§ RAW RECORDS:
----------

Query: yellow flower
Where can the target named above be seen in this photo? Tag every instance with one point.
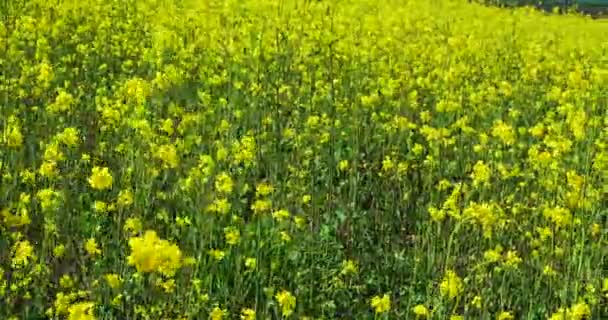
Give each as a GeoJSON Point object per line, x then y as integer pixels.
{"type": "Point", "coordinates": [100, 178]}
{"type": "Point", "coordinates": [264, 189]}
{"type": "Point", "coordinates": [452, 285]}
{"type": "Point", "coordinates": [23, 252]}
{"type": "Point", "coordinates": [232, 235]}
{"type": "Point", "coordinates": [149, 253]}
{"type": "Point", "coordinates": [280, 215]}
{"type": "Point", "coordinates": [381, 304]}
{"type": "Point", "coordinates": [248, 314]}
{"type": "Point", "coordinates": [343, 165]}
{"type": "Point", "coordinates": [476, 302]}
{"type": "Point", "coordinates": [217, 254]}
{"type": "Point", "coordinates": [285, 237]}
{"type": "Point", "coordinates": [133, 225]}
{"type": "Point", "coordinates": [250, 263]}
{"type": "Point", "coordinates": [223, 183]}
{"type": "Point", "coordinates": [125, 198]}
{"type": "Point", "coordinates": [580, 311]}
{"type": "Point", "coordinates": [287, 302]}
{"type": "Point", "coordinates": [481, 173]}
{"type": "Point", "coordinates": [81, 311]}
{"type": "Point", "coordinates": [421, 311]}
{"type": "Point", "coordinates": [512, 259]}
{"type": "Point", "coordinates": [91, 247]}
{"type": "Point", "coordinates": [58, 251]}
{"type": "Point", "coordinates": [505, 315]}
{"type": "Point", "coordinates": [12, 135]}
{"type": "Point", "coordinates": [113, 280]}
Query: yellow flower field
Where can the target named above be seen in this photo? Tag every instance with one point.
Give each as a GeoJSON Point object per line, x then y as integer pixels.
{"type": "Point", "coordinates": [300, 159]}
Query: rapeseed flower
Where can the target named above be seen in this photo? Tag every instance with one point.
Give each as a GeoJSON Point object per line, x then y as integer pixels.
{"type": "Point", "coordinates": [287, 302]}
{"type": "Point", "coordinates": [381, 304]}
{"type": "Point", "coordinates": [100, 178]}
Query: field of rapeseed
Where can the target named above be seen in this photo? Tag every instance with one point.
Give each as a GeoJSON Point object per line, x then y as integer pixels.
{"type": "Point", "coordinates": [352, 159]}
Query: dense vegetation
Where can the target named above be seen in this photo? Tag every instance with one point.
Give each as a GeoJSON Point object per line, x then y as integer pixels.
{"type": "Point", "coordinates": [354, 159]}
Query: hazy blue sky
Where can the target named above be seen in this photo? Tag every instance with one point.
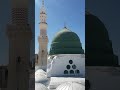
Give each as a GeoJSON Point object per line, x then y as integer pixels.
{"type": "Point", "coordinates": [58, 12]}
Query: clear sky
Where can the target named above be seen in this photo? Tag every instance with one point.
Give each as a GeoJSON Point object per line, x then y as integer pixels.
{"type": "Point", "coordinates": [71, 12]}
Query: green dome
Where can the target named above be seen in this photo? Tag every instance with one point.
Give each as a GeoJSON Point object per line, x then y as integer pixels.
{"type": "Point", "coordinates": [66, 42]}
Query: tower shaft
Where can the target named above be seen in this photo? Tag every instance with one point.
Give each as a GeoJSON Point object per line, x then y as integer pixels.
{"type": "Point", "coordinates": [43, 39]}
{"type": "Point", "coordinates": [19, 35]}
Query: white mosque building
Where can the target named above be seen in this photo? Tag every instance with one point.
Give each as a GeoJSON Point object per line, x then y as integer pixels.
{"type": "Point", "coordinates": [63, 67]}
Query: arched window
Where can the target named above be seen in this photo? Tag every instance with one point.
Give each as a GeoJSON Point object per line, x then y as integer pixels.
{"type": "Point", "coordinates": [68, 66]}
{"type": "Point", "coordinates": [70, 61]}
{"type": "Point", "coordinates": [71, 72]}
{"type": "Point", "coordinates": [65, 72]}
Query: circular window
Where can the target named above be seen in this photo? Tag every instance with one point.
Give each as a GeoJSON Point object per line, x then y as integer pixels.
{"type": "Point", "coordinates": [74, 66]}
{"type": "Point", "coordinates": [71, 72]}
{"type": "Point", "coordinates": [68, 67]}
{"type": "Point", "coordinates": [70, 61]}
{"type": "Point", "coordinates": [77, 71]}
{"type": "Point", "coordinates": [65, 72]}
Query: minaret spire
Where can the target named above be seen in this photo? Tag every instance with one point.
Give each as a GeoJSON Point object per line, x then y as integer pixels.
{"type": "Point", "coordinates": [65, 25]}
{"type": "Point", "coordinates": [42, 2]}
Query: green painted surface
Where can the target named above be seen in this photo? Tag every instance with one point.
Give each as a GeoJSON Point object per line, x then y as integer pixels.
{"type": "Point", "coordinates": [66, 42]}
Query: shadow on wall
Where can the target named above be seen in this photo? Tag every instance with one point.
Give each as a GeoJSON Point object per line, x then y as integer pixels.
{"type": "Point", "coordinates": [99, 51]}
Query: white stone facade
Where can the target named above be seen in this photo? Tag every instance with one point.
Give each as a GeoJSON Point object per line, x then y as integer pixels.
{"type": "Point", "coordinates": [69, 65]}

----------

§ GIVEN PROBLEM: Output the records above exactly; leave out the pictures.

§ THE ANSWER:
Query: yellow flower
Where can the target named above be seen in this photo? Tag every instance with one point.
Give each as a GeoJSON Point object per line, x then y as integer pixels.
{"type": "Point", "coordinates": [100, 178]}
{"type": "Point", "coordinates": [264, 189]}
{"type": "Point", "coordinates": [452, 285]}
{"type": "Point", "coordinates": [23, 252]}
{"type": "Point", "coordinates": [232, 235]}
{"type": "Point", "coordinates": [149, 253]}
{"type": "Point", "coordinates": [280, 215]}
{"type": "Point", "coordinates": [381, 304]}
{"type": "Point", "coordinates": [248, 314]}
{"type": "Point", "coordinates": [343, 165]}
{"type": "Point", "coordinates": [476, 302]}
{"type": "Point", "coordinates": [217, 254]}
{"type": "Point", "coordinates": [285, 237]}
{"type": "Point", "coordinates": [133, 225]}
{"type": "Point", "coordinates": [250, 263]}
{"type": "Point", "coordinates": [223, 183]}
{"type": "Point", "coordinates": [125, 198]}
{"type": "Point", "coordinates": [580, 311]}
{"type": "Point", "coordinates": [287, 302]}
{"type": "Point", "coordinates": [481, 173]}
{"type": "Point", "coordinates": [81, 311]}
{"type": "Point", "coordinates": [421, 311]}
{"type": "Point", "coordinates": [512, 259]}
{"type": "Point", "coordinates": [91, 247]}
{"type": "Point", "coordinates": [58, 251]}
{"type": "Point", "coordinates": [505, 315]}
{"type": "Point", "coordinates": [12, 135]}
{"type": "Point", "coordinates": [113, 280]}
Query: yellow flower field
Where can the target named above be seen in this photo? Tag every instance with one point.
Give each as a GeoJSON Point object per line, x then y as integer pixels.
{"type": "Point", "coordinates": [300, 159]}
Query: rapeseed flower
Where can the target named above be seen in this photo? Tag every instance with one point.
Give each as a GeoJSON Point object per line, x then y as integer pixels.
{"type": "Point", "coordinates": [287, 302]}
{"type": "Point", "coordinates": [381, 304]}
{"type": "Point", "coordinates": [100, 178]}
Query: field of rapeseed
Where can the target named above be seen in this photo? Tag every instance with one point.
Give each as a GeoJSON Point object per line, x then y as integer pixels.
{"type": "Point", "coordinates": [352, 159]}
Query: dense vegetation
Where can the target named above be seen in this photo? Tag every instance with one point.
Give each as a GeoJSON Point object per line, x then y as integer pixels.
{"type": "Point", "coordinates": [354, 159]}
Query: hazy blue sky
Where can the target named above be seen in this photo? Tag every instance with one point.
Give each as a GeoJSON Point object per line, x then y as integer pixels.
{"type": "Point", "coordinates": [58, 12]}
Query: clear sky
Where can the target named above be seen in this photo? Tag every instance with one point.
Give each as a GeoJSON Point object per line, x then y as integer pixels.
{"type": "Point", "coordinates": [71, 12]}
Query: green dome
Where can the target named above be seen in this photo? Tag every instance with one point.
Give each as a GeoJSON Point object per line, x then y as integer pixels.
{"type": "Point", "coordinates": [66, 42]}
Query: tower shaft
Where can the target named above be seen in this photo? Tag every instance with one point.
Give each as a GeoJSON Point object per line, x then y as integer pixels.
{"type": "Point", "coordinates": [43, 39]}
{"type": "Point", "coordinates": [19, 35]}
Query: white mosque building
Where can the target named above be seen in this photo? Tag every instance with one point.
Give each as a GeoJSON Point object per line, x then y as integer pixels.
{"type": "Point", "coordinates": [63, 67]}
Query: arched window
Where can the target named above be seen in this photo? Tag every instance with one point.
Give each as a GeoJSON Point object per line, x then y as integer pixels.
{"type": "Point", "coordinates": [68, 66]}
{"type": "Point", "coordinates": [70, 61]}
{"type": "Point", "coordinates": [71, 72]}
{"type": "Point", "coordinates": [65, 72]}
Query: circular window
Where can the target named above be seen in this photo? Tag every instance with one point.
Give each as a GeoJSON Point object per line, x then y as integer pixels.
{"type": "Point", "coordinates": [74, 66]}
{"type": "Point", "coordinates": [71, 72]}
{"type": "Point", "coordinates": [68, 67]}
{"type": "Point", "coordinates": [70, 61]}
{"type": "Point", "coordinates": [77, 71]}
{"type": "Point", "coordinates": [65, 72]}
Query: minaret spire
Where can the target named above be seen in this photo? Tag every instance with one point.
Give each as a GeoJSON Point object per line, x then y as integer pixels.
{"type": "Point", "coordinates": [65, 25]}
{"type": "Point", "coordinates": [42, 2]}
Query: green painted surface
Where can the target named above be seen in this photo? Tag every instance with one point.
Give each as a GeoJSON Point object per line, x then y as integer pixels.
{"type": "Point", "coordinates": [66, 42]}
Query: shadow on wall
Where can the target named above be seen in this photo? Tag every instance with one point.
Give each as a GeoJSON Point object per line, x then y as integer pixels.
{"type": "Point", "coordinates": [99, 51]}
Query: white stone facade
Where can the target named above be seen in this photo? Tag every instance with one point.
Give each as a GeoJSON Point object per line, x then y as integer pixels.
{"type": "Point", "coordinates": [69, 65]}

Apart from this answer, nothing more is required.